Render this sentence from the Key Insights passage below into Spanish: "This page presents the main takeaways from our benchmark platform in an introductory and accessible manner."

** Text passage **
--------------------------------

Key Insights
This platform contains the results of benchmarking -2 optimization solvers on 0 problems arising from energy system models. For each benchmark run, we measure runtime and memory consumption of the solver, along with other metrics to ensure solution quality across solvers.
Note that we run all solvers with their default options, with some exceptions – see full details on our Methodology page. For each problem, we also gather information such as the number of variables and constraints along with information about the scenario being modelled. This along with download links to each problem can be found on our Benchmark Set page.
This page presents the main takeaways from our benchmark platform in an introductory and accessible manner. Advanced users and those wishing to dig into more details can visit the full results in our interactive dashboards.

--------------------------------

** Rows **

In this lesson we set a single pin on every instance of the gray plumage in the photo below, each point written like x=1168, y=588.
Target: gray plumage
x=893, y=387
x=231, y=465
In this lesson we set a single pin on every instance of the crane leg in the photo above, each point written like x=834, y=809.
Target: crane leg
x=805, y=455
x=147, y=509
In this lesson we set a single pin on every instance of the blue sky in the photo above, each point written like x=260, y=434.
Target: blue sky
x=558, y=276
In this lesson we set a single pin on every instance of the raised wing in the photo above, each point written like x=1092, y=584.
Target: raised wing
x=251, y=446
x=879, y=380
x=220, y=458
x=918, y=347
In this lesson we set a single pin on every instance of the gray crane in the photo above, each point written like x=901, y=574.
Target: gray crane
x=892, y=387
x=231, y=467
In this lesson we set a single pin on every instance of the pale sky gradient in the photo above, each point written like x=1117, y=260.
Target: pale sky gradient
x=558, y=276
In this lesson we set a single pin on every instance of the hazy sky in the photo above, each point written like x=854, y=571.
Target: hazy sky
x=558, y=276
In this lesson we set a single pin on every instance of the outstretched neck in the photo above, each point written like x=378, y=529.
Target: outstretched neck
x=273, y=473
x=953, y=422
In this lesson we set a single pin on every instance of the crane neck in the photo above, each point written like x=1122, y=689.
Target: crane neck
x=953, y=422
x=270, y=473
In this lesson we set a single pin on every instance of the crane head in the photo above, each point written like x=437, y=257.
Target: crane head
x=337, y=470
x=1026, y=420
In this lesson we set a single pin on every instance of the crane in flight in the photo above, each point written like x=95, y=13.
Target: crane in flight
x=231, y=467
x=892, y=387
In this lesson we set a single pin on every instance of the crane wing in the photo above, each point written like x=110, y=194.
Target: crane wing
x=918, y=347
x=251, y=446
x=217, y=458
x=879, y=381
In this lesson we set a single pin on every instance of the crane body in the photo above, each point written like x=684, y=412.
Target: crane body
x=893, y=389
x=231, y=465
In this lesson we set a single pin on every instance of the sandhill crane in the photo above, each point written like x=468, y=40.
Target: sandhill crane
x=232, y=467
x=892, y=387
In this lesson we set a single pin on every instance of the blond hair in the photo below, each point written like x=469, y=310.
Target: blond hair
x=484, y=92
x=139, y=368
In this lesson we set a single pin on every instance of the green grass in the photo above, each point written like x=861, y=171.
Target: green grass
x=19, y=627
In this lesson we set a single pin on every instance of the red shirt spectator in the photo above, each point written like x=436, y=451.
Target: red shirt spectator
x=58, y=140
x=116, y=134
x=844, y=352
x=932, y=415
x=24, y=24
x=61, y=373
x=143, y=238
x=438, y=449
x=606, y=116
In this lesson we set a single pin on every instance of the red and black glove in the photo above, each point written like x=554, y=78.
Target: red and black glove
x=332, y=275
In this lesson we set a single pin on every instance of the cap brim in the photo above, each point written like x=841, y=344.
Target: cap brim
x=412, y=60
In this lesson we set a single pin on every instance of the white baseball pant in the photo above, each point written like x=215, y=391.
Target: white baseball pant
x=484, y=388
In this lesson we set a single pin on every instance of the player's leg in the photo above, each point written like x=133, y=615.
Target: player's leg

--------------------------------

** Solution for this exercise **
Esta página presenta las principales conclusiones de nuestra plataforma de evaluación comparativa de una manera introductoria y accesible.